Task directions
What is the number of lines in the entries that include the word "reflection"? Respond with the number only.

[Records from a data collection]
= = = = = = =

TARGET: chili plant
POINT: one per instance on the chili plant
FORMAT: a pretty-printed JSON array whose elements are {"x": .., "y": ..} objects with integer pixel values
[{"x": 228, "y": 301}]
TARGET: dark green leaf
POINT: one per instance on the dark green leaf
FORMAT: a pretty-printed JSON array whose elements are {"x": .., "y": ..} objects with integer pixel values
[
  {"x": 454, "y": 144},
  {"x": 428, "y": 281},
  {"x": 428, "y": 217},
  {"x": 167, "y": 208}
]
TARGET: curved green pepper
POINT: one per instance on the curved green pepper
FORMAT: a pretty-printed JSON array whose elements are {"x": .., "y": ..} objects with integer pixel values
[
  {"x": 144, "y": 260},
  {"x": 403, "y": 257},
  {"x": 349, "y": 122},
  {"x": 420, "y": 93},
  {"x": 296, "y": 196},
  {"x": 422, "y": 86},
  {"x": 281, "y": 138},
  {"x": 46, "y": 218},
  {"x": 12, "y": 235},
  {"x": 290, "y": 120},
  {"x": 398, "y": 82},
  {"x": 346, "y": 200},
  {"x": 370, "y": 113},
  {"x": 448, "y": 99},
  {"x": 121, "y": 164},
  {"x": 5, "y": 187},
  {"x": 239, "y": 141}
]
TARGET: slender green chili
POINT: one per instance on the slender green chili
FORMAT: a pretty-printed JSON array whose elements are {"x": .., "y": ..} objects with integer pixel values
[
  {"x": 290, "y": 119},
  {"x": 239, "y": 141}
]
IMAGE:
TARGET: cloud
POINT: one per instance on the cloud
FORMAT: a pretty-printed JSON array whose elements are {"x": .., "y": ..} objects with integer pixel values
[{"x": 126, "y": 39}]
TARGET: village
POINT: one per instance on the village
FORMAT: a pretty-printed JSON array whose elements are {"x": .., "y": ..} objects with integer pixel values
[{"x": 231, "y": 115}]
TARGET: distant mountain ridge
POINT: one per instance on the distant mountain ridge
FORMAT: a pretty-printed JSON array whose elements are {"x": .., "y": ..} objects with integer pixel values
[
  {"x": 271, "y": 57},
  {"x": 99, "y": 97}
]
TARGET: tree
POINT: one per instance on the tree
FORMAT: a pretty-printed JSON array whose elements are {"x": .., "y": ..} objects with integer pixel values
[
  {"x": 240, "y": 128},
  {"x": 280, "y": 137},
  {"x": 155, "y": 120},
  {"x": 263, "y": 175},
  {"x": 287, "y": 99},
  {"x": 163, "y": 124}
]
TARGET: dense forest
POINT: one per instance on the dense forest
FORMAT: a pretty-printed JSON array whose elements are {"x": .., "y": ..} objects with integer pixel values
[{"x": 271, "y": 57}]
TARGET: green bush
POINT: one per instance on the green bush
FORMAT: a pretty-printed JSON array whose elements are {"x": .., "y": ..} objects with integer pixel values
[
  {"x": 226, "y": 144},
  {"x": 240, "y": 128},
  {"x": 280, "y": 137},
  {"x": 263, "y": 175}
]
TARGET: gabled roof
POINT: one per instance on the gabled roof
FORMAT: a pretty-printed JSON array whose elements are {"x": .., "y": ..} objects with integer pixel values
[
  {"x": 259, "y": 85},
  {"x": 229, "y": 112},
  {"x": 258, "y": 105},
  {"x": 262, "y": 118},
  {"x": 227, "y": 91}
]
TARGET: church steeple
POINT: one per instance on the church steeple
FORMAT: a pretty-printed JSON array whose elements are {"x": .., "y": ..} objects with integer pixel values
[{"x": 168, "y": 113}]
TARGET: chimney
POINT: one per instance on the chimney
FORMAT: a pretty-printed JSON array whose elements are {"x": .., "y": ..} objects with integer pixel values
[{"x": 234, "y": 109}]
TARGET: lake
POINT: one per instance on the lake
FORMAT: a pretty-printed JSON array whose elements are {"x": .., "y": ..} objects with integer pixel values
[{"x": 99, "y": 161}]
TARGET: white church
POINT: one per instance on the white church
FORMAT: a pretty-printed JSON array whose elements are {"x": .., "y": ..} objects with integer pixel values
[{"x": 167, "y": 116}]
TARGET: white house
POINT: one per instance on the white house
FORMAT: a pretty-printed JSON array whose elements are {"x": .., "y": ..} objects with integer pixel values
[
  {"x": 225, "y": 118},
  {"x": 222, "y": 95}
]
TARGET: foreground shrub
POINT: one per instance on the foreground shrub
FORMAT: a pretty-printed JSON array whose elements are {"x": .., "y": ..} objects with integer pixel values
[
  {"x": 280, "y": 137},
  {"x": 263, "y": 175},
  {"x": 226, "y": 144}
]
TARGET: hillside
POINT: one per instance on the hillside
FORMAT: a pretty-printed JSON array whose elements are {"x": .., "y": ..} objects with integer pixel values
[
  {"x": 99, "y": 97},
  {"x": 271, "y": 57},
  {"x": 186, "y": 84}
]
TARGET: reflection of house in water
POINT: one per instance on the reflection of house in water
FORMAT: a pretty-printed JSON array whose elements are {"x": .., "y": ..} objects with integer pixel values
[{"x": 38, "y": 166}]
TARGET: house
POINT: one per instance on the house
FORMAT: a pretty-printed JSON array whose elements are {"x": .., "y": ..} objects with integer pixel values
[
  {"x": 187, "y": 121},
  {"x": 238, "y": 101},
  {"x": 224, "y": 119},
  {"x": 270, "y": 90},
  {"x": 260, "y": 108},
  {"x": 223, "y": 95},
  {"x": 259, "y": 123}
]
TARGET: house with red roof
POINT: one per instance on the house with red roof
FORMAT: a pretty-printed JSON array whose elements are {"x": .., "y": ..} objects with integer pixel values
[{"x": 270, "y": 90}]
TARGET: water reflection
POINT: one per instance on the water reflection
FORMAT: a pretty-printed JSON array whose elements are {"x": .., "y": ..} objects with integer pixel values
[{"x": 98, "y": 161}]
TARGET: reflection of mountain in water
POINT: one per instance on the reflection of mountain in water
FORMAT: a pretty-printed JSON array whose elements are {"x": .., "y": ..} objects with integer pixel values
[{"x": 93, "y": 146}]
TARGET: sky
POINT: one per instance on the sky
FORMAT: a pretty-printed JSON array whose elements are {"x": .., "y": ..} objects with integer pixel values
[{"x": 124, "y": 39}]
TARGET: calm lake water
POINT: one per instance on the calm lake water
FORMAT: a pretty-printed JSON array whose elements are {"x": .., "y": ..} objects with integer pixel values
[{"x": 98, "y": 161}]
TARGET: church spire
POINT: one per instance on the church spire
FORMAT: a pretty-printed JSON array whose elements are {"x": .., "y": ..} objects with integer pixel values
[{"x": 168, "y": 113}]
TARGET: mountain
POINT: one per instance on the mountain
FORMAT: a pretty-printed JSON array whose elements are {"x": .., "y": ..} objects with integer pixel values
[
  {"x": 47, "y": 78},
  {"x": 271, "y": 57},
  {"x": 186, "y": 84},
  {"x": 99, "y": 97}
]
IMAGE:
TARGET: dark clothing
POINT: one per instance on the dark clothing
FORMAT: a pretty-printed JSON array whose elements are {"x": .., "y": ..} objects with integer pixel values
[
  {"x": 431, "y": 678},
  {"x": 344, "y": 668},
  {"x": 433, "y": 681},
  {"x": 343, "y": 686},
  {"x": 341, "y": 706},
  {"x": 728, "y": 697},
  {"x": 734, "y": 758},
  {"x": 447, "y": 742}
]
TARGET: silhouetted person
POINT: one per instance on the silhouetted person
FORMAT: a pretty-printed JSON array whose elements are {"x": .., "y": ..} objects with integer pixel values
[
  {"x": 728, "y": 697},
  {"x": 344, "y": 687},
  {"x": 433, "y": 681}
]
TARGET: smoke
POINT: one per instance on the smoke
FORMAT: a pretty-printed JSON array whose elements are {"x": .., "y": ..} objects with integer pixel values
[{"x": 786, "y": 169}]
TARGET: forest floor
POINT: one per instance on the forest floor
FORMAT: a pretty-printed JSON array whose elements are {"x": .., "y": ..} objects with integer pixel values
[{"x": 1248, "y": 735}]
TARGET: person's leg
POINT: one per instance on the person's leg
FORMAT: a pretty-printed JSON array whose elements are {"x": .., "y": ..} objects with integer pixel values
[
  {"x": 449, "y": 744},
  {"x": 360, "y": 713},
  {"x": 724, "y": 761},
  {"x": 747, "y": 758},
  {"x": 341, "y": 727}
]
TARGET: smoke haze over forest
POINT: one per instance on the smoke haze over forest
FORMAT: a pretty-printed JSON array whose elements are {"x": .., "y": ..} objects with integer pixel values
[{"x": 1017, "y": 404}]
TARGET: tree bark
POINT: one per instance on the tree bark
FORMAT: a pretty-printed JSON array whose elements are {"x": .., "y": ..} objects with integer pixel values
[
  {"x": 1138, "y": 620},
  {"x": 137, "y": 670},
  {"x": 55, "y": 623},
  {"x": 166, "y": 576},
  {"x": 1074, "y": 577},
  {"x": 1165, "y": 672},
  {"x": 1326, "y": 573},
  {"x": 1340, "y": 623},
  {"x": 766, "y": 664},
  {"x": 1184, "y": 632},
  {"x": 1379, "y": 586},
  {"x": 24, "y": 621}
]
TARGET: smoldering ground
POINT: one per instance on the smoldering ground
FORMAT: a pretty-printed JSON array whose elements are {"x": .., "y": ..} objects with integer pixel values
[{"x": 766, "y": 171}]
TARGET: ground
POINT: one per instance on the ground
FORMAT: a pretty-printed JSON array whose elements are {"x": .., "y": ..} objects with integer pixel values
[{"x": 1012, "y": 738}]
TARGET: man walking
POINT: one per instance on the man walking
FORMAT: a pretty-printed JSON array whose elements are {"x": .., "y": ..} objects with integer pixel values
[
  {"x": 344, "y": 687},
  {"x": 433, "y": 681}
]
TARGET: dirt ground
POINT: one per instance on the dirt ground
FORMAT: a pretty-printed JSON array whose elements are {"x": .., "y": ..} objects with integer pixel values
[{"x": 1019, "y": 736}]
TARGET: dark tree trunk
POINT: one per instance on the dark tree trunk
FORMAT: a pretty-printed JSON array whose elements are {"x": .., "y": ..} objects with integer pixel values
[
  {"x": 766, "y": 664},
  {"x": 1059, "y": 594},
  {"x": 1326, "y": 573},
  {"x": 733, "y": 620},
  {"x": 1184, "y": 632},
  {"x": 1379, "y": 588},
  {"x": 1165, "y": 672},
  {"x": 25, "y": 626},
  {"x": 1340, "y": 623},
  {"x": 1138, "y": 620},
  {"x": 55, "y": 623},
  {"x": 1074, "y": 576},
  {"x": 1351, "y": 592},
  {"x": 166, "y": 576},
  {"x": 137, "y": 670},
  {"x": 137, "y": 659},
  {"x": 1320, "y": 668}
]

= = = = = = =

Written response
6